> _Provided data_:
====
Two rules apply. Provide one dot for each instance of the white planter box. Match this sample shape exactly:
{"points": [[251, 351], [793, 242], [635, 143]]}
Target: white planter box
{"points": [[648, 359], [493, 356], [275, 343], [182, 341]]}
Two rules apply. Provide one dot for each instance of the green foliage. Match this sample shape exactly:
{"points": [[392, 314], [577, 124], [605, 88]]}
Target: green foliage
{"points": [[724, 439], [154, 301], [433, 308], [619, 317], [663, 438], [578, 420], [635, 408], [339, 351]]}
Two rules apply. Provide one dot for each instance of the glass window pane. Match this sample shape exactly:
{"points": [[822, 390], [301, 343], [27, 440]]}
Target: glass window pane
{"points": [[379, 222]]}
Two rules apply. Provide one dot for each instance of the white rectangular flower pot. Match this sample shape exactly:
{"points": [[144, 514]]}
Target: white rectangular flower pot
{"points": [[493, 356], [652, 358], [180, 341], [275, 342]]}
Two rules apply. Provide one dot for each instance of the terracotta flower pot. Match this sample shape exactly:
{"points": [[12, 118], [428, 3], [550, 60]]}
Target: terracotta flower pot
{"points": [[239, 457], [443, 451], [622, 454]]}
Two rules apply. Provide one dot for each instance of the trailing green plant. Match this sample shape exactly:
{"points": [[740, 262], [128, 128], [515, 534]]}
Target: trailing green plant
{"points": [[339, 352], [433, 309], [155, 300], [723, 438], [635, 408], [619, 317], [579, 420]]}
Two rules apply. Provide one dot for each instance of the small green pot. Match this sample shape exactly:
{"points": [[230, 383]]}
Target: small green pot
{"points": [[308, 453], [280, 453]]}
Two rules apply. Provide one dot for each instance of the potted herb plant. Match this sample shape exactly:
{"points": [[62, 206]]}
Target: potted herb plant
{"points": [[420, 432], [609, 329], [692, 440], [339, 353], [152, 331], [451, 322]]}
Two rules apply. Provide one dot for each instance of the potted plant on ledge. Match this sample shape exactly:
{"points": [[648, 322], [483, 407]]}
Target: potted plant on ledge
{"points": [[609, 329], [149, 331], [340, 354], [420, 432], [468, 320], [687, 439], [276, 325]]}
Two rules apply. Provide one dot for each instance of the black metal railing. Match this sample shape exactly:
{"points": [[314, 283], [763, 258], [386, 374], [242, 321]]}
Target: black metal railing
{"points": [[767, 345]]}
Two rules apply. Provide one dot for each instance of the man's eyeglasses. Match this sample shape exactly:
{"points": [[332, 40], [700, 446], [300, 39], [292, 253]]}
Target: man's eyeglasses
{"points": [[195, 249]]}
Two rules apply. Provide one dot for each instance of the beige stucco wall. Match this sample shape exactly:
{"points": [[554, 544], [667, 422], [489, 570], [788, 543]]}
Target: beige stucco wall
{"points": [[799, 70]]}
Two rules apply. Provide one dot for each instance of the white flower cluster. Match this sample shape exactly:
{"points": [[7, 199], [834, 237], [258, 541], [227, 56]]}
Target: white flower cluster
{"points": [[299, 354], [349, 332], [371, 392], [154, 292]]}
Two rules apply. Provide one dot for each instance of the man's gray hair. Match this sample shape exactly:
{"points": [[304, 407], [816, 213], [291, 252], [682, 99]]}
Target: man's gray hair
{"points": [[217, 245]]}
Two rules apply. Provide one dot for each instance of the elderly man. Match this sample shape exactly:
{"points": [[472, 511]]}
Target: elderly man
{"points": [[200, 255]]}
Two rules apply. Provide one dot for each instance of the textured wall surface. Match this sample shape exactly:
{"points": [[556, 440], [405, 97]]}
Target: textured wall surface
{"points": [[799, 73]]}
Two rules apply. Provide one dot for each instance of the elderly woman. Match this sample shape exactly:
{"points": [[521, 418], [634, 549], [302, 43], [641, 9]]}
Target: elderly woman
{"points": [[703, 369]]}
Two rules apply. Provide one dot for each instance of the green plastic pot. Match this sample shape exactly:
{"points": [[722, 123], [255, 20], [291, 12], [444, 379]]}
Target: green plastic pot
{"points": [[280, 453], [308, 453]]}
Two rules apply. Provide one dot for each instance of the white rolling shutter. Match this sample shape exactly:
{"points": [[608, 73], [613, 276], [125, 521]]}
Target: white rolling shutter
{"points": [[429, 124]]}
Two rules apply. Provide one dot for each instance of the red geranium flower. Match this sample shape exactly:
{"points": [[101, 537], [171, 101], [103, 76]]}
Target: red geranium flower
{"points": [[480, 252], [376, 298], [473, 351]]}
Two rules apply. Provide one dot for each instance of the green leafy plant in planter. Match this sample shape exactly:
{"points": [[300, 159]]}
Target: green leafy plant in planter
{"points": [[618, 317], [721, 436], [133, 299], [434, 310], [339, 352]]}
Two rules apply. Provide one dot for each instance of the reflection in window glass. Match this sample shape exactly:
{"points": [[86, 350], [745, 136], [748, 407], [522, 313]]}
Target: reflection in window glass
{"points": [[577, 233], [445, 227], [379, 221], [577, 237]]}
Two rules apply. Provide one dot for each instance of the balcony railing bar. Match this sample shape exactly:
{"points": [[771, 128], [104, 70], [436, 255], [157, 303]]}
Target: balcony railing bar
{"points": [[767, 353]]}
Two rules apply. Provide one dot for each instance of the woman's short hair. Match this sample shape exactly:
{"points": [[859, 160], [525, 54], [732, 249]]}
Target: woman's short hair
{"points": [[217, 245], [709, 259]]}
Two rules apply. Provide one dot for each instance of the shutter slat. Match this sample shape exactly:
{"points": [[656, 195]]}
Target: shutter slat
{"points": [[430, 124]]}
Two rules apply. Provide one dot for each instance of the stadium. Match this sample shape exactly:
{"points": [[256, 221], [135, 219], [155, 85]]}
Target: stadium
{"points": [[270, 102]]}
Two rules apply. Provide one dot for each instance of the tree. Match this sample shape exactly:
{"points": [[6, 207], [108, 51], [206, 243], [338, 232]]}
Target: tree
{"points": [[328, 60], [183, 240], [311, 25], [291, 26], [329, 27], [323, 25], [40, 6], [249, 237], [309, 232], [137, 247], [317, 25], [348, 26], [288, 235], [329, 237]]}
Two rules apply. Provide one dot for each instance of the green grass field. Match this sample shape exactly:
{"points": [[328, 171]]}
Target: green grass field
====
> _Direction_: Reproduce, character for character, the stretch of the listing above that begins with the line containing "of the tree." and ends with the line containing "Target: tree". Include both of those lines.

> _Problem solution_:
Two rules apply. Provide one dot for each instance of the tree. Match this sample shape exactly:
{"points": [[6, 207], [108, 51], [206, 243], [338, 232]]}
Target: tree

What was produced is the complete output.